* Stated task: Reproduce the items from the first line through the line containing "An example of", inclusive, replacing "vertices" with "corner points" and changing nothing else.

----- Input for this task

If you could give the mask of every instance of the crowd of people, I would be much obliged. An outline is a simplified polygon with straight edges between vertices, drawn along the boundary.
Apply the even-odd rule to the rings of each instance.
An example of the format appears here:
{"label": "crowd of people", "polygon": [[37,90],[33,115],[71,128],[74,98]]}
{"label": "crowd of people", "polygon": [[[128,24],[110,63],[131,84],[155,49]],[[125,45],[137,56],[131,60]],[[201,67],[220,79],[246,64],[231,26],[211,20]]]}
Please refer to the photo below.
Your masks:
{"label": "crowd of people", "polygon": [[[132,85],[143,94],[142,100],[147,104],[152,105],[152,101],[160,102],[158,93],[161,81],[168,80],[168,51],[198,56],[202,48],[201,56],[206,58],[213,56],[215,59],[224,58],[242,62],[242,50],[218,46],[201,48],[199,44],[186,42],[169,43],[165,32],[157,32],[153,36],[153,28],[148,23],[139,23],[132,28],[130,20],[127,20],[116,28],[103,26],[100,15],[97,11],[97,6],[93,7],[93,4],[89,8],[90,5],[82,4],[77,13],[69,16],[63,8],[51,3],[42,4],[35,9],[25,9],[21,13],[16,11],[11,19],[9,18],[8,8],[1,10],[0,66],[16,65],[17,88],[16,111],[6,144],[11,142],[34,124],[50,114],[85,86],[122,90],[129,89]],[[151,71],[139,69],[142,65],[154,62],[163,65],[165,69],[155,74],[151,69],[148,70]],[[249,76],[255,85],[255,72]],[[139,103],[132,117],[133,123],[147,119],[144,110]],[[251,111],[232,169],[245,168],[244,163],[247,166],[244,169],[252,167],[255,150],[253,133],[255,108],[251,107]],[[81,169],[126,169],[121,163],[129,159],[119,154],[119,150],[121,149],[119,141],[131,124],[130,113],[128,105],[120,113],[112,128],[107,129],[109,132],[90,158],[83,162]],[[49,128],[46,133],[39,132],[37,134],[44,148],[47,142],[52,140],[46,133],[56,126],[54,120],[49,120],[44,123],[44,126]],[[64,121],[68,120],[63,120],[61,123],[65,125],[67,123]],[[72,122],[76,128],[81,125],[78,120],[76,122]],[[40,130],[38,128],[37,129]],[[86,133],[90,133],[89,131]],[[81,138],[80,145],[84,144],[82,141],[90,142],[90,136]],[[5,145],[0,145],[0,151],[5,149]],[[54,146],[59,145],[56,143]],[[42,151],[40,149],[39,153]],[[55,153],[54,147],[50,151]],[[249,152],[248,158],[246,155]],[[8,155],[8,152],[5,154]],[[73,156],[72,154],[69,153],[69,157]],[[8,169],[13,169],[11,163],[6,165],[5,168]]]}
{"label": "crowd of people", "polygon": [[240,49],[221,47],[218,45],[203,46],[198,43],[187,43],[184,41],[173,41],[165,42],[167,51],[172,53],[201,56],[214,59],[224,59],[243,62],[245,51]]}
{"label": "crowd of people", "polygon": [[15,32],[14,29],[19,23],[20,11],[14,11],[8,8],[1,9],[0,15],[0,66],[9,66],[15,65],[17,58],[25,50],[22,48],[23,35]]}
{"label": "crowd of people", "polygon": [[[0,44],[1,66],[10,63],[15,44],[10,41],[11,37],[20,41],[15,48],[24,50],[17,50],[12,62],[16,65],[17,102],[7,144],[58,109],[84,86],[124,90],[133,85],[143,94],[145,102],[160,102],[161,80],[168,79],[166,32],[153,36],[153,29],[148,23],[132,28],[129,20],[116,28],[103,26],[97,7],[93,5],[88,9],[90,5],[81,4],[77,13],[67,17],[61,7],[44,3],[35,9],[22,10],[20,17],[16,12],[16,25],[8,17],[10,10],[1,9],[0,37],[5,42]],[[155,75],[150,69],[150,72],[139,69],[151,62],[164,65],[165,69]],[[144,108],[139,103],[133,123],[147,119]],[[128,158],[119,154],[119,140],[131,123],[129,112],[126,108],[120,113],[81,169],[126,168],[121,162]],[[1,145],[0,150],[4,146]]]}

----------

* Response:
If you could give the mask of every instance of the crowd of people, I would be much obliged. An outline is a simplified polygon with straight edges between corner points, drawn along the boundary.
Apply the even-odd rule to the rings of each instance.
An example of the format appears here:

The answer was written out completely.